→ TASK SET:
• 1. Rewrite the paragraph of the news article beginning "High Court Judge Anne-Mary Gowora" as a short bulleted list that keeps its main facts.
• 2. List every line in the rows that contains the string "cuff". Case counts, so match only lines where the letters appear in that exact case.

→ SOURCE TEXT:
┏━━

/ 10 May 2007

Zim newspapers lose bid to resume publication

A Zimbabwean court has turned down a request to allow two sister newspapers, which were shut down by the government four years ago, to resume publishing, media reports said on Thursday.

High Court Judge Anne-Mary Gowora on Wednesday dismissed an application by the Associated Newspapers of Zimbabwe (ANZ) for its newspapers to be deemed registered, saying the court had no authority to do so.

”The court in such a situation cannot be in as good a position as the authority and make a decision,” the state-run Herald quoted Gowora as saying.

”The applicant [ANZ] has not made out a case for the court to assume the discretion to deem the ANZ is duly registered or is deemed registered.”

ANZ is the publisher of the Daily News, a popular anti-government newspaper and its sister weekly, the Daily News on Sunday.

The newspapers were shut down in September 2003 for breaching the country’s tough media laws by operating without obtaining a licence from a state-appointed commission.

┗━━

→ DATA EXTRACT:

┏━━

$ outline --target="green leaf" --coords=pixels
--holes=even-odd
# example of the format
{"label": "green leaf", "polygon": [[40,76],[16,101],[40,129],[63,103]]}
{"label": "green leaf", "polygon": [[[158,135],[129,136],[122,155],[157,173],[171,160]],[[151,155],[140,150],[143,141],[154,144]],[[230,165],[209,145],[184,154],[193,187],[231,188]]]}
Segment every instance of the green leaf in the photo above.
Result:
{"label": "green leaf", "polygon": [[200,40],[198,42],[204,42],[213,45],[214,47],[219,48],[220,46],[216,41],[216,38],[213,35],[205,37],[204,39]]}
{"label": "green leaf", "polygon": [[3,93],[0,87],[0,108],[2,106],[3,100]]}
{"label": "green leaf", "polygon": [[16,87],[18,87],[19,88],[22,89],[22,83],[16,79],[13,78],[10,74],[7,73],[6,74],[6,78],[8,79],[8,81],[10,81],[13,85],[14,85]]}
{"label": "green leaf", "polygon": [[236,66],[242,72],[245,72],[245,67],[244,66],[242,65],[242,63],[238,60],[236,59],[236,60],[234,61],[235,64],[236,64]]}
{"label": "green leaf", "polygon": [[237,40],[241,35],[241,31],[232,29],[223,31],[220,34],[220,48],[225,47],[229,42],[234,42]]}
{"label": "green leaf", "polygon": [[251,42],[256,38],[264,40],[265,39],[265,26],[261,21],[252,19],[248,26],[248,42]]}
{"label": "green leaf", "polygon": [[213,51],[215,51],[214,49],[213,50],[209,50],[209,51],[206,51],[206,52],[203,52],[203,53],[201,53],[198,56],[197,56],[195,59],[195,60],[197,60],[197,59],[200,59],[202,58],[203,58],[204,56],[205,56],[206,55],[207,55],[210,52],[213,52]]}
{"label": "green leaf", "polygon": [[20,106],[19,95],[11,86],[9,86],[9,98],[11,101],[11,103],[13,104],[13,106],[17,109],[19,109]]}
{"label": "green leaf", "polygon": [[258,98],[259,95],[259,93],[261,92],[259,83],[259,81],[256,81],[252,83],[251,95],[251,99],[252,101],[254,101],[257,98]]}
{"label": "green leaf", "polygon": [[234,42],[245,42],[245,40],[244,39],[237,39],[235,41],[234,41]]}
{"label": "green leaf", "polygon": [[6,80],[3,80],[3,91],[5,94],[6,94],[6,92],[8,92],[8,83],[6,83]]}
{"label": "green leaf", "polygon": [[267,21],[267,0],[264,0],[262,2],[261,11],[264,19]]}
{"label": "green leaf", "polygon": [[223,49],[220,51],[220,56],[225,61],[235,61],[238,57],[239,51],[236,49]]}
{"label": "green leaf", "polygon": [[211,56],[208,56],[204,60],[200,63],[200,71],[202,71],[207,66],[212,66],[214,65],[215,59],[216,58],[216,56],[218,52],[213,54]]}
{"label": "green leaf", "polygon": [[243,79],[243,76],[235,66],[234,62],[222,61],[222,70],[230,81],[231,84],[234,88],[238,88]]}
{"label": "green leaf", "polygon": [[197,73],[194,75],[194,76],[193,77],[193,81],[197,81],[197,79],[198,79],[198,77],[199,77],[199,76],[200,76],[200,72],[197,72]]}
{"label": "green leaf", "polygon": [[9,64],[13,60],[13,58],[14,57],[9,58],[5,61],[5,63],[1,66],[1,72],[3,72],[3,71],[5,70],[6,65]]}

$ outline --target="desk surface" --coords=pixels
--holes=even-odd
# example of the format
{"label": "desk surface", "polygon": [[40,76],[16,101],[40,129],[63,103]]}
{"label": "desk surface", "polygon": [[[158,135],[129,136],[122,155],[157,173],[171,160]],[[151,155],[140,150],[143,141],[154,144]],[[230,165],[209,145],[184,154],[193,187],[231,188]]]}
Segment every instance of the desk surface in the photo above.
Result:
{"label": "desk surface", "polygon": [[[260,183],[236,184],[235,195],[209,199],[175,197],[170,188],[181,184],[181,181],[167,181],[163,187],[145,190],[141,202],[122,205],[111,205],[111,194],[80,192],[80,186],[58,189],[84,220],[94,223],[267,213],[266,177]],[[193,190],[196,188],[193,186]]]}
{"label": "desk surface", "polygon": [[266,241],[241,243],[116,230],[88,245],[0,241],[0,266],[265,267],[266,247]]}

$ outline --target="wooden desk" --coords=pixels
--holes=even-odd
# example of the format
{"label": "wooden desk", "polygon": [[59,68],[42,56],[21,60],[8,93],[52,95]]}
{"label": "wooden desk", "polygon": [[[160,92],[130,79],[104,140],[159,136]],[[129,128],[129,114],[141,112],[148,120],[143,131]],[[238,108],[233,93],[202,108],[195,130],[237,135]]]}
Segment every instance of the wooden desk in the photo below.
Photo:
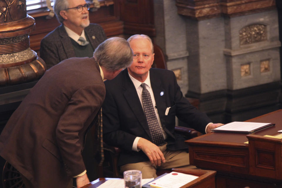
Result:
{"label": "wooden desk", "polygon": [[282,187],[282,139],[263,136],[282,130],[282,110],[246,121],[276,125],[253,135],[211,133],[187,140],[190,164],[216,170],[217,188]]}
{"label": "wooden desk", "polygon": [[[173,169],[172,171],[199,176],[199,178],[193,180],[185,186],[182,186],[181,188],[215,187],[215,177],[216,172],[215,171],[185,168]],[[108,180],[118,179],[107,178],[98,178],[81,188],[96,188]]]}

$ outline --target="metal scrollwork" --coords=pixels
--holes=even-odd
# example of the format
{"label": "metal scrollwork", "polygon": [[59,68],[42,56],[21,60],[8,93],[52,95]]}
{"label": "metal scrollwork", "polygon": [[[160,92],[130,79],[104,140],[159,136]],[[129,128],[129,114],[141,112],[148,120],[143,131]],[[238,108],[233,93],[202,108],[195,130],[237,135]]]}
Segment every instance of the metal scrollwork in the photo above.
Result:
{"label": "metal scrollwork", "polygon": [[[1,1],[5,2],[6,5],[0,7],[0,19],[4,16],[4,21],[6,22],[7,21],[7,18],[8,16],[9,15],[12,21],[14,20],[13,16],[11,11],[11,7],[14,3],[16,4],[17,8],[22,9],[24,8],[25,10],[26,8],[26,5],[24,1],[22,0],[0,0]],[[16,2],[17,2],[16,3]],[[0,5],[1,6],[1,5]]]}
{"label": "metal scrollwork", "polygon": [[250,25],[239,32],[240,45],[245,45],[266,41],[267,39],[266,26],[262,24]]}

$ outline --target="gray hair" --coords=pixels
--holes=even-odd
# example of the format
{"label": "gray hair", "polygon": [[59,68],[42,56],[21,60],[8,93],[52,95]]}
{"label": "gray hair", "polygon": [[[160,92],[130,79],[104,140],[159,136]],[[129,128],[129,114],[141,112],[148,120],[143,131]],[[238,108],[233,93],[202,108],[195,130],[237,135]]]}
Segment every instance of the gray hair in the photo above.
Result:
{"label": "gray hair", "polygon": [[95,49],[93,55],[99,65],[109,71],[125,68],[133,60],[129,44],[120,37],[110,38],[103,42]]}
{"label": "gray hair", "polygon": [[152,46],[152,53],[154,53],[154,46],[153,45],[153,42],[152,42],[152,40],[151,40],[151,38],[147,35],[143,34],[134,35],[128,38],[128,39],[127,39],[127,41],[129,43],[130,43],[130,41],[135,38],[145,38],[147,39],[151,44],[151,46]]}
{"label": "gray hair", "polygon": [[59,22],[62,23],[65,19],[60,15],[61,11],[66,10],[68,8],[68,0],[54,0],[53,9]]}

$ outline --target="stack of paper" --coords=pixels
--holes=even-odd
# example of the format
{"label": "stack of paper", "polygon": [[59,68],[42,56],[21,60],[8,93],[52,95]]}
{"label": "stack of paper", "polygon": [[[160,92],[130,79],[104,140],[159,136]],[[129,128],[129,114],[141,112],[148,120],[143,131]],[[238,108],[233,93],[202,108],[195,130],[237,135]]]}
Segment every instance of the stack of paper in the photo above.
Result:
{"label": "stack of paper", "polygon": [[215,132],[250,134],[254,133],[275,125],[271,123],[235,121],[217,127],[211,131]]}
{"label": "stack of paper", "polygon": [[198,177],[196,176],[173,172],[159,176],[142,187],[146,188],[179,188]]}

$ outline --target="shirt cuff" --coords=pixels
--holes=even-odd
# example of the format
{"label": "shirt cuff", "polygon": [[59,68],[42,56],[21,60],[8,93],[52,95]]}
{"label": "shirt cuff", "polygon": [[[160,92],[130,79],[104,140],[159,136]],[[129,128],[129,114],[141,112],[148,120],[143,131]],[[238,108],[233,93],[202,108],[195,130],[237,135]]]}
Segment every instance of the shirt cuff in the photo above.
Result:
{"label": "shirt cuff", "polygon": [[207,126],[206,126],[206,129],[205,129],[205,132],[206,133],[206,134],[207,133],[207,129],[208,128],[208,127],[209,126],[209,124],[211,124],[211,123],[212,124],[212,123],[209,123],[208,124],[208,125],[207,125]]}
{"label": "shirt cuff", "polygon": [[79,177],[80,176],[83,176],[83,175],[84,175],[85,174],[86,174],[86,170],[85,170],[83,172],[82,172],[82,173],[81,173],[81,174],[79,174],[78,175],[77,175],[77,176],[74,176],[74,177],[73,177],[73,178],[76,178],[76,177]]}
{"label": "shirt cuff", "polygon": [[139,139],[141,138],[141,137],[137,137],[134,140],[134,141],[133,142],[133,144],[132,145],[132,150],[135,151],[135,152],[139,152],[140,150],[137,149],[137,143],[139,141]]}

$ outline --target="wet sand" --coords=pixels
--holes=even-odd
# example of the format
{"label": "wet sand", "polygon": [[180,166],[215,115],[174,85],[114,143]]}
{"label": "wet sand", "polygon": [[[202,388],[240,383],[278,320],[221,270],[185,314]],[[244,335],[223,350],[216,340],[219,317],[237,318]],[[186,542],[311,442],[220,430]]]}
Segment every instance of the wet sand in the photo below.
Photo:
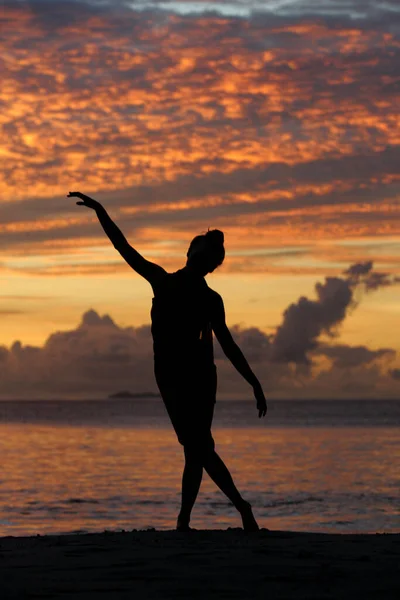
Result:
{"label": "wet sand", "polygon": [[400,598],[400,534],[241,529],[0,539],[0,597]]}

┗━━

→ RESPONSES TO THE EXERCISE:
• 1.
- On Wednesday, High Court Judge Anne-Mary Gowora dismissed an application by the Associated Newspapers of Zimbabwe (ANZ).
- ANZ had asked for its newspapers to be deemed registered.
- The judge said the court had no authority to grant this.

• 2.
$ outline --target="shirt cuff" --coords=pixels
{"label": "shirt cuff", "polygon": [[59,68],[42,56],[21,60],[8,93],[52,95]]}
{"label": "shirt cuff", "polygon": [[[160,92],[130,79],[104,140],[159,136]],[[129,128],[129,114],[141,112],[148,120],[143,131]],[[238,108],[233,93],[202,108],[195,130],[237,135]]]}
Segment every instance of the shirt cuff in the photo above.
{"label": "shirt cuff", "polygon": [[207,126],[206,126],[206,129],[205,129],[205,132],[206,133],[206,134],[207,133],[207,129],[208,128],[208,127],[209,126],[209,124],[211,124],[211,123],[212,124],[212,123],[209,123],[208,124],[208,125],[207,125]]}
{"label": "shirt cuff", "polygon": [[79,177],[80,176],[83,176],[83,175],[84,175],[85,174],[86,174],[86,170],[85,170],[83,172],[82,172],[82,173],[81,173],[81,174],[79,174],[78,175],[77,175],[77,176],[74,176],[74,177],[73,177],[73,178],[76,178],[76,177]]}
{"label": "shirt cuff", "polygon": [[139,139],[141,138],[141,137],[137,137],[134,140],[134,141],[133,142],[133,144],[132,145],[132,150],[135,151],[135,152],[139,152],[140,150],[137,149],[137,143],[139,141]]}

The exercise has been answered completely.